> PASSAGE

%%

Does it bother you?


I'm a recording engineer who has worked in some of the world's top facilities. Let me walk you though an example signal path that you might find in a place like, say, Henson Studio A:

1. Microphone: Old. Probably a PCB inside. Copper wiring.
2. Mic cable: Constructed in house with $1/ft Canare Star Quad, solder, and a connector that might have been in the bottom of a box in the back.
3. Wall jack: Just a regular old Neutrik XLR connector on the wall.
4. Cable snake: Bundles of mic cables going to the control room.
5. Another XLR jack.
6. Another cheap mic cable.
7. Mic preamp: Old and lovely sounding. Audio going through 50 year old pots.
8. Patchbay: Another cheap copper cable is soldered into a patchbay where hundreds of connectors practically touch.
9. TT Cable: Goes from one patch to the next in the patch bay. Copper. No brand preference.
10. DB25 connector: Yes, the same connector you used to connect a modem to your computer in 1986. This is the heart and soul of studio audio transfer.

%%

> YOUR TASK
Retype the studio signal-path passage word for word, between "1. Microphone: Old." and "No brand preference.", inclusive.

> DATA SHOWN
%%

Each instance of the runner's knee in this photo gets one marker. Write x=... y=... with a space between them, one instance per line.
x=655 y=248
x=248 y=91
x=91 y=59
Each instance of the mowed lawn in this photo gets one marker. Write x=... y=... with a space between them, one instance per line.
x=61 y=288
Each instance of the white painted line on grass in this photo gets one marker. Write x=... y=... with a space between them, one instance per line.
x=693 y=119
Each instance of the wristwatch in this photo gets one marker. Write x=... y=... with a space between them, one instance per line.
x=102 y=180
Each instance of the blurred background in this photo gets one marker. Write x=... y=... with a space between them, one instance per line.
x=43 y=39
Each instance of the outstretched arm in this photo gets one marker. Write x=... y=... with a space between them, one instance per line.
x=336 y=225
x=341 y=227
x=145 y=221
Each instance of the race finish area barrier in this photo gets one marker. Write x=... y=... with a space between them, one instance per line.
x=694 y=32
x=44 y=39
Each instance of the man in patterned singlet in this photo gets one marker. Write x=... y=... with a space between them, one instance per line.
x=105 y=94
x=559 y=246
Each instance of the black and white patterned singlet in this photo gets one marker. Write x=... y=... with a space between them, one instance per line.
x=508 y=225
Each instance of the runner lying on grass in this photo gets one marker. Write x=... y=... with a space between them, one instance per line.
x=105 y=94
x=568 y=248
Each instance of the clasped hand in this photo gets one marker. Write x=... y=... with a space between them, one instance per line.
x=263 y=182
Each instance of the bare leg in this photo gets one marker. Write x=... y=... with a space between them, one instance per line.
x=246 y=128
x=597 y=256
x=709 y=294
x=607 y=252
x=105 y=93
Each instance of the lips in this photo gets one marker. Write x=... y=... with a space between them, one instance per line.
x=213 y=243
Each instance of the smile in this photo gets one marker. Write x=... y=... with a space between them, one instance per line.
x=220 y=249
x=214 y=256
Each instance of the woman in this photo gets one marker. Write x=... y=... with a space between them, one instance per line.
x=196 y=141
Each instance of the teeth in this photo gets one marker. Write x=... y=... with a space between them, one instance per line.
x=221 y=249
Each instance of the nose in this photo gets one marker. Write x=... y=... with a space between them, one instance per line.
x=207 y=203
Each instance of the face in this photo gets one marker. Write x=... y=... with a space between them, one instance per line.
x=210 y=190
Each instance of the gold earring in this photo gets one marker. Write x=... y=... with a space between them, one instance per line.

%%

> REPLY TO THE EXERCISE
1. Microphone: Old. Probably a PCB inside. Copper wiring.
2. Mic cable: Constructed in house with $1/ft Canare Star Quad, solder, and a connector that might have been in the bottom of a box in the back.
3. Wall jack: Just a regular old Neutrik XLR connector on the wall.
4. Cable snake: Bundles of mic cables going to the control room.
5. Another XLR jack.
6. Another cheap mic cable.
7. Mic preamp: Old and lovely sounding. Audio going through 50 year old pots.
8. Patchbay: Another cheap copper cable is soldered into a patchbay where hundreds of connectors practically touch.
9. TT Cable: Goes from one patch to the next in the patch bay. Copper. No brand preference.